His family believed travel is good for the mind and soul. They used to take trips to museum, homes of inventors, and tombs of famous authors. But one of his most memorable trips as a child was to the Baseball Hall of Fame in Cooperstown, New York. He was able to take a visit on the hallowed ground where his favorite game was first played, and took a chance to see the great relics of baseball, like Babe Ruth’s bat, Ty Cobb’s spikes, and Shoeless Joe Jackson’s glove.
He was raised in a French Catholic home outside Detroit, and was comfortable with the notion of following in the footsteps of writers, painters, even ballplayers. As a young man, Phil was privileged to “recreate” the old Grand Tour of Europe “tramping over the cobblestones and riding the rails of the Old World for six glorious months.” This awakened his soul, or in his words, “lit a fire in my soul”; he was immersed in his travel which was so meaningful to him that he sent a telegram to his family telling them that he wasn’t coming home for a long while.
“If we truly want to know the secret of soulful travel, we need to believe that there is something sacred waiting to be discovered in virtually every journey.” (p. XXII)
His own words can explain the longings of his heart and soul: “To paraphrase Henry David Thoreau, I longed to travel deliberately, to encounter the ‘essential things’ of history, venture somewhere strange and unknown, ancient and elemental.”
Phil had longed to see the sphinx of Egypt or the world of the pharaohs, or to have a glimpse of ancient mystery. He was told by an Egyptian friend on the eve of his departure to Egypt that “making a pilgrimage was a way to prove your faith and find answers to your deepest questions.” Though he was struck by the word pilgrim and pilgrimage, for they were new to him at that time, it came to him that man really has to make a pilgrimage, that we are not permanent residents of this world, but pilgrims and passers-by.
Indeed, as many of world religions would say we are just passing by, we are all going home to that ‘place’ God has prepared for us. We are all going home to our ‘final, resting home’. This material world is a temporary world; it is not our home.
“To people the world over, pilgrimage is a spiritual exercise, an act of devotion to find a source of healing, or even to perform a penance. Always, it is a journey of risk and renewal. For a journey without challenge has no meaning; one with purpose has no soul.” (p. xxiii)
Then Phil, as he now successfully came to Egypt, and explored the tombs in the Valley of the Kings, came across a group of Bedouins sitting in the shade of towering date trees, who invited him to sit with them. One of them told his story of his being able to participate in the excavations of the temple grounds, and they all did it with their bare hands. Phil was reminded of his father’s stories about Herodotus and Pausanius who traveled in those temples. As he watched the pyramids and the Bedouins, he felt a stillness and a timelessness that he had longed for. It was only then that he felt utterly happy. In his journey to ancient historical and biblical places, which his Egyptian friend called pilgrimage, he felt he was at the crossroads in his life and seeking answers.

WHAT YOU NEED TO DO>
- 1) Answer these questions from the passage about Phil's travels:
(a) In what kind of home was Phil raised, and near which city?
(b) How long did his tour of Europe last?
(c) Who invited him to sit with them after he explored the tombs in the Valley of the Kings?
- 2) From the listing below, pull out every line that contains the string "head", matching case exactly.

DATA FOR THIS EXERCISE>
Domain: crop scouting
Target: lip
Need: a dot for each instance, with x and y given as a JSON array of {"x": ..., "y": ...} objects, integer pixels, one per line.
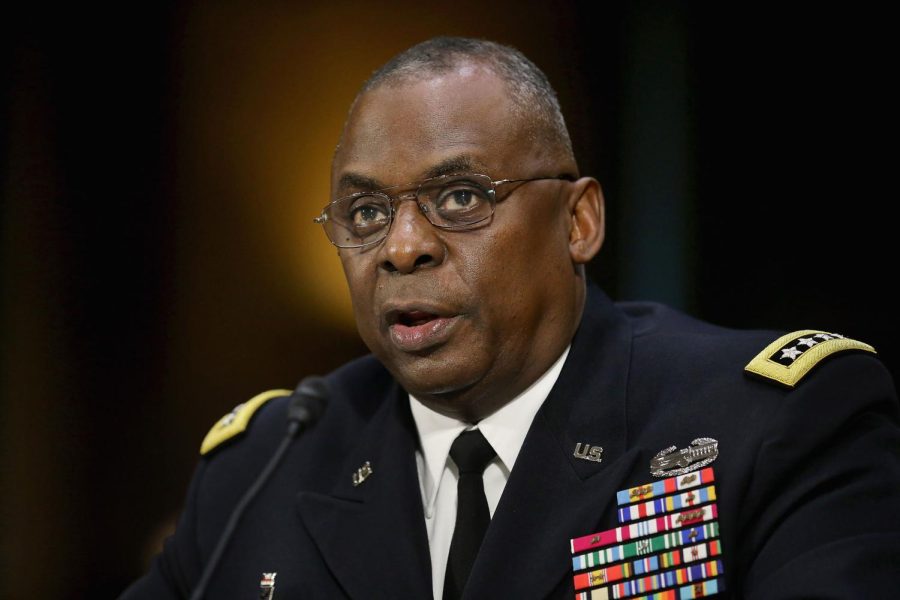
[{"x": 418, "y": 327}]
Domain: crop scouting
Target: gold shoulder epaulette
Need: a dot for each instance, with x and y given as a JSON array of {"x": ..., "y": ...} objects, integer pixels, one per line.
[
  {"x": 237, "y": 420},
  {"x": 789, "y": 358}
]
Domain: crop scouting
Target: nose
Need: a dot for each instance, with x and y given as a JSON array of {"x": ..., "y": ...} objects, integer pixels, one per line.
[{"x": 412, "y": 242}]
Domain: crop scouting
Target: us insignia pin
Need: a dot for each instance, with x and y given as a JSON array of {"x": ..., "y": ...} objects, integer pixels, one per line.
[
  {"x": 587, "y": 452},
  {"x": 673, "y": 461},
  {"x": 267, "y": 586},
  {"x": 362, "y": 473}
]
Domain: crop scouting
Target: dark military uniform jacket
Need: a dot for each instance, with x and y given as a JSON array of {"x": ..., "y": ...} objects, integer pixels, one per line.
[{"x": 806, "y": 478}]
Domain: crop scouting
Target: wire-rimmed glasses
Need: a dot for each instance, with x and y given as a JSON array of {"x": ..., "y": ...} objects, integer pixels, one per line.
[{"x": 459, "y": 201}]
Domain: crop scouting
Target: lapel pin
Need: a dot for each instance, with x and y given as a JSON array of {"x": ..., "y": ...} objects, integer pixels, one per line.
[
  {"x": 585, "y": 451},
  {"x": 672, "y": 461},
  {"x": 362, "y": 473},
  {"x": 267, "y": 586}
]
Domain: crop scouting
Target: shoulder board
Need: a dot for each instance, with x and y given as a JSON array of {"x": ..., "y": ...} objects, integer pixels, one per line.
[
  {"x": 237, "y": 420},
  {"x": 789, "y": 358}
]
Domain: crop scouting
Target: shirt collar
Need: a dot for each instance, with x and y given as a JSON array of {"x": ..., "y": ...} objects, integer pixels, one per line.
[{"x": 505, "y": 429}]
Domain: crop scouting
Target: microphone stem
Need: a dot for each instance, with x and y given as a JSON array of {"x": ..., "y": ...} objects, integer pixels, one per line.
[{"x": 238, "y": 512}]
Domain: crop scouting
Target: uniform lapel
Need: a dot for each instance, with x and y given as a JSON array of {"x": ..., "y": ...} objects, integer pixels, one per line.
[
  {"x": 372, "y": 536},
  {"x": 551, "y": 495}
]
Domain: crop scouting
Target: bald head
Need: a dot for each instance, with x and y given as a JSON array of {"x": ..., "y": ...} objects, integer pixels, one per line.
[{"x": 530, "y": 94}]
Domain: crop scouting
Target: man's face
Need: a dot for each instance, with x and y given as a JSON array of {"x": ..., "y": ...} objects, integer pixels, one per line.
[{"x": 465, "y": 320}]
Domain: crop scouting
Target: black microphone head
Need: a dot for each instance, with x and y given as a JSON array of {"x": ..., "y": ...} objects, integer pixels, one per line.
[{"x": 308, "y": 401}]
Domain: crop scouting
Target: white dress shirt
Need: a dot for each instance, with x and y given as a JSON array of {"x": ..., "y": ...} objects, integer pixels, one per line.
[{"x": 505, "y": 430}]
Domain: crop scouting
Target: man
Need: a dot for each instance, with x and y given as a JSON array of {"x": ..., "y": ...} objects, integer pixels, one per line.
[{"x": 625, "y": 450}]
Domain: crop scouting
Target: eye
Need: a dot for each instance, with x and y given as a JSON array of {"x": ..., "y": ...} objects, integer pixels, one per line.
[
  {"x": 368, "y": 212},
  {"x": 461, "y": 198}
]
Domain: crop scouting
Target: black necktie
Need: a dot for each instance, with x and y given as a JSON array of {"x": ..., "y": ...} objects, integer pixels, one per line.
[{"x": 471, "y": 453}]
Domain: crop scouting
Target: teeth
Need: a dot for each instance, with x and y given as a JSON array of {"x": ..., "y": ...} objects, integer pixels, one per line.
[{"x": 416, "y": 319}]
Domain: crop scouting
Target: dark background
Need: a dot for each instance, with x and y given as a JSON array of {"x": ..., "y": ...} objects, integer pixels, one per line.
[{"x": 161, "y": 166}]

TASK ANSWERS>
- 1)
(a) A French Catholic home outside Detroit.
(b) Six months.
(c) A group of Bedouins sitting in the shade of towering date trees.

- 2)
Target: bald head
Target: black microphone head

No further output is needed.